Could you extract every entry below and reproduce it exactly?

*** Opening of Data for the task ***

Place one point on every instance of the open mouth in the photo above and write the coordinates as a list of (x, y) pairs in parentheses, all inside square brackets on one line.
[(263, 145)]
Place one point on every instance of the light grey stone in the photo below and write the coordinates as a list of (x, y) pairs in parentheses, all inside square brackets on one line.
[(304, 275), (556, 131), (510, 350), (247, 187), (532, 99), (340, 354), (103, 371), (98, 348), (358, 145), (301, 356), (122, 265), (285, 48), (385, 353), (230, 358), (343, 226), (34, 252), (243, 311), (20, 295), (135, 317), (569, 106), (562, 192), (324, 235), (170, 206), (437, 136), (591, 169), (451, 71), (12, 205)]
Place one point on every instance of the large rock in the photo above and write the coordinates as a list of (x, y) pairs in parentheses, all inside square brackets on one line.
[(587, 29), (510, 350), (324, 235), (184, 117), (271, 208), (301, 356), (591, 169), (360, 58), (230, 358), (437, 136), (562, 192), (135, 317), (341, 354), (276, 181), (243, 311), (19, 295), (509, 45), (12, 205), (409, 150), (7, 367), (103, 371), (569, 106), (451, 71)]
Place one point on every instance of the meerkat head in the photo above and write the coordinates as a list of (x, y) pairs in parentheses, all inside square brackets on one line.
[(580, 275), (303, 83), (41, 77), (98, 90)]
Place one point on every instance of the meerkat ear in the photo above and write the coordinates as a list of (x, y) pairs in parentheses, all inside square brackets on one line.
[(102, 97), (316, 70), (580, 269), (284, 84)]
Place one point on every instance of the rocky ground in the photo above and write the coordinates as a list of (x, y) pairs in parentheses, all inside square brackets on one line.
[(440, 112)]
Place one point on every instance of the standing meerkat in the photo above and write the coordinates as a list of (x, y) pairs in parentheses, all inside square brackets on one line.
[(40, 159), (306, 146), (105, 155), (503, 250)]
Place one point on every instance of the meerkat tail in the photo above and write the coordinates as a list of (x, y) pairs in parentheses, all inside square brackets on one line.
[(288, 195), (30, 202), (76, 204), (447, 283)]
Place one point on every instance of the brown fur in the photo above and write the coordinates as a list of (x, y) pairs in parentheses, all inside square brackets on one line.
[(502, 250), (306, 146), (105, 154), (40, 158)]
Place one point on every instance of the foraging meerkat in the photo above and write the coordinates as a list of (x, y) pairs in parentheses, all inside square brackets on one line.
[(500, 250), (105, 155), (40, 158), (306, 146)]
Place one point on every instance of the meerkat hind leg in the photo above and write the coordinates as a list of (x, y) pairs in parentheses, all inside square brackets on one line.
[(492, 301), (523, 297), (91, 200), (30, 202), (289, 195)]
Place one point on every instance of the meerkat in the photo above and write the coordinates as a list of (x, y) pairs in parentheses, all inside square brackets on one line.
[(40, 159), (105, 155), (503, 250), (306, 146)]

*** Close of Data for the task ***

> **Output of the exercise**:
Place one point on every instance of the open mouth in the photo above and write the coordinates as a list of (x, y) pairs in parentheses, all inside square brackets on one line.
[(263, 145)]
Place one point on every instance of the light grey stone in the photo below and write the coordinates as a list of (x, y) pairs in parentheses, all inside square brackets on one line.
[(304, 275), (556, 131), (510, 350), (247, 187), (532, 99), (340, 354), (103, 371), (98, 348), (358, 145), (301, 356), (122, 265), (285, 48), (385, 353), (230, 358), (343, 226), (34, 252), (243, 311), (20, 295), (135, 317), (569, 106), (562, 192), (324, 235), (170, 206), (437, 136), (591, 169), (451, 71), (12, 205)]
Place one point on every instance of the large rock in the photo above and write the coordinates as a list of (x, y) pairs in parentheses, all inside square brackets on one line.
[(587, 29), (510, 350), (324, 235), (184, 117), (271, 208), (301, 356), (591, 169), (360, 58), (230, 358), (437, 136), (562, 192), (135, 317), (341, 354), (276, 181), (243, 311), (19, 295), (509, 45), (12, 205), (409, 150), (7, 367), (103, 371), (569, 106), (451, 71)]
Place one point on every instance of the meerkat head in the photo above and write the coordinates as a list of (x, y) pairs in parentheses, all inside square brackets on one line.
[(580, 275), (303, 83), (41, 77), (98, 90)]
Place one point on every instance of the meerkat ear in the photo above and write the coordinates as a list of (x, y) pairs in parentheses, all inside square brackets on one line.
[(102, 97), (316, 70), (580, 269), (284, 84)]
Place one point on every instance of the rocky ground in the photo above and write the coordinates as a list of (x, y) pairs in parentheses, all inside square brackets on one line.
[(440, 112)]
Place one point on every instance of the standing meerkat in the photo above and write the coordinates as a list of (x, y) pairs in parentheses, all inside square brackets on one line.
[(40, 159), (306, 146), (105, 155), (503, 250)]
Place one point on every instance of the meerkat tail in the photo above and write the coordinates as a list of (x, y) pairs in parentheses, all inside square brackets on one line.
[(288, 195), (30, 202), (76, 204), (447, 283)]
Place one point on every instance of the brown fur in the photo above and write the coordinates as a list of (x, y) pairs in parentheses, all inside square brackets on one line.
[(502, 250), (306, 146), (105, 154), (40, 158)]
Place one point on every instance of the foraging meerkat in the photo above and write the coordinates as a list of (x, y) pairs in parentheses, all inside square brackets on one line.
[(500, 250), (105, 155), (40, 158), (306, 146)]
Place one point on every instance of the meerkat hind leg in the photo above and write the coordinates as a list of (x, y) pairs in parentheses, all inside square brackets on one line.
[(492, 301), (523, 297), (91, 200), (30, 202), (289, 195)]
Place one point on every instance of the meerkat in the photo above and write the coordinates as a list of (x, y) pairs in parentheses, all inside square brackets on one line.
[(40, 159), (105, 155), (503, 250), (306, 146)]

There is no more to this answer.